• Exercise 1:
Please repeat the passage on career doubts in your late 20s between "If you haven’t" and "stories and secrets.", inclusive, swapping "office" for "workplace".

We find ourselves also asking questions like, “Why didn’t I become an admissions counselor or a nurse?” “How can I revise the career path I’ve created to do more good in the world?” “Are there any occupations where I can still grow, feel fulfilled, make a difference and not actually work every hour I’m awake?” Or is that too much to ask…..
If you haven’t gotten to your late 20s yet, consider yourself warned and be proactive in taking the time to recognize the things you have accomplished instead of only dwelling on the possibly now unrealistic ones you set for yourself at 21 (ex: the 30 under 30 list for me). Also, take a look around your office or another office in your industry, is there a female superior to you that lives a life you would want to emulate? If not, be more aware of that, starting now, as you look to grow in your career and personal life. If so, knock on her door and learn. I’m confident she will be willing to share her stories and secrets.
If you, like me, missed the warning and have fully experienced the weight of these questions and decisions, know that it’s never too late to evaluate what’s important to you now and make changes. After all, you’re likely only a third of the way through this incredible life you’ve been gifted. For me, it was recognizing that the answer to most of the questions I was asking was “No” and I couldn’t continue to invest in the path I was on, where I knew my future self wouldn’t be able to exist or thrive. I knew I had to change directions and build something that would allow me to be challenged, but also balanced and so I started my entrepreneurial journey. For you, whether you feel you need to establish new balance in your current role or seek a different profession altogether, be sure to take the time to recognize your dreams, if they’ve changed at all and appreciate what you’ve accomplished. Then dedicate yourself to the path that takes you to the future you desire, a future that includes both a professional life and a personal life you can succeed in.

• Exercise 2:
Count the lines in the records that contain the string "ponytail", and reply with the number alone.

• The input:
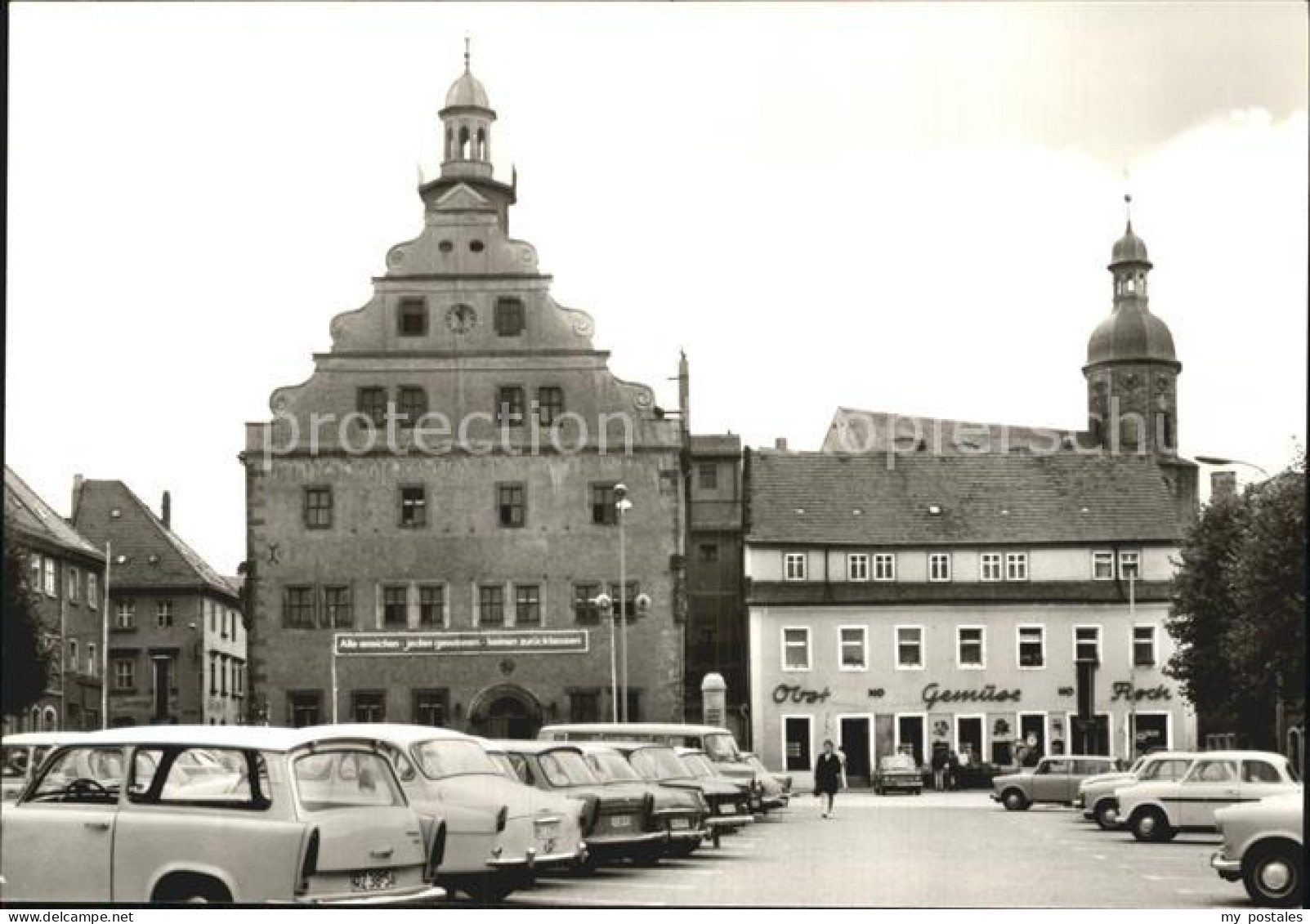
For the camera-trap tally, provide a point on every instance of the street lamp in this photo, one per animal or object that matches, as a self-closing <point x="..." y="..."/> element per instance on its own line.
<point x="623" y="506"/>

==

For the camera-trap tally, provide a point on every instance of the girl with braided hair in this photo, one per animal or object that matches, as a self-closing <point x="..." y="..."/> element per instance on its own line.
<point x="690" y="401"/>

==

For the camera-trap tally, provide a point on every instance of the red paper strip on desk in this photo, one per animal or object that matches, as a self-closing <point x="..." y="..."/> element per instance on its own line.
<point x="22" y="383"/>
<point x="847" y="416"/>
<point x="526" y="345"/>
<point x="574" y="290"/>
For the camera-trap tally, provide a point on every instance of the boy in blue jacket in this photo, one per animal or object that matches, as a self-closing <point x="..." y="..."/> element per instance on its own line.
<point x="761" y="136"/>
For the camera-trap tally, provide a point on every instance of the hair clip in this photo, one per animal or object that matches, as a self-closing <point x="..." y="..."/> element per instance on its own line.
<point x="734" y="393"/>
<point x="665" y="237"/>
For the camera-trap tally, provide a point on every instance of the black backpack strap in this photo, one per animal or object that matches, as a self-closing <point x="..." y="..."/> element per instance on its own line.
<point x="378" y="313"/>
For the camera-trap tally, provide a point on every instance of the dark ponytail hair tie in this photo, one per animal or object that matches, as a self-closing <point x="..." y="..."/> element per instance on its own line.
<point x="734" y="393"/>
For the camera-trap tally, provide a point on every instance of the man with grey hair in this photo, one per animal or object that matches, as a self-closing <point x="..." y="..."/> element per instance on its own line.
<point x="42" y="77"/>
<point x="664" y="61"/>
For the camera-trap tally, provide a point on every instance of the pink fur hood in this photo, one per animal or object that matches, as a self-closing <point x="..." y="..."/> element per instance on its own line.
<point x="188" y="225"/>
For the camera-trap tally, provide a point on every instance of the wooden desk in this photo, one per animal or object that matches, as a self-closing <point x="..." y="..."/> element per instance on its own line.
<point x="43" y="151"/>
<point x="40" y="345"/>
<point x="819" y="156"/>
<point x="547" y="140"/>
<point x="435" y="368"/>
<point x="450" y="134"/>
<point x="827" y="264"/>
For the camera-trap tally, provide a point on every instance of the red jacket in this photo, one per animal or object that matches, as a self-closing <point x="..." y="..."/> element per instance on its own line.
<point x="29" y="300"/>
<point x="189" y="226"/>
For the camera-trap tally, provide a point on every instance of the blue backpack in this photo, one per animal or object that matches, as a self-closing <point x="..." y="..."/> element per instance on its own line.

• Exercise response 1:
If you haven’t gotten to your late 20s yet, consider yourself warned and be proactive in taking the time to recognize the things you have accomplished instead of only dwelling on the possibly now unrealistic ones you set for yourself at 21 (ex: the 30 under 30 list for me). Also, take a look around your workplace or another workplace in your industry, is there a female superior to you that lives a life you would want to emulate? If not, be more aware of that, starting now, as you look to grow in your career and personal life. If so, knock on her door and learn. I’m confident she will be willing to share her stories and secrets.

• Exercise response 2:
1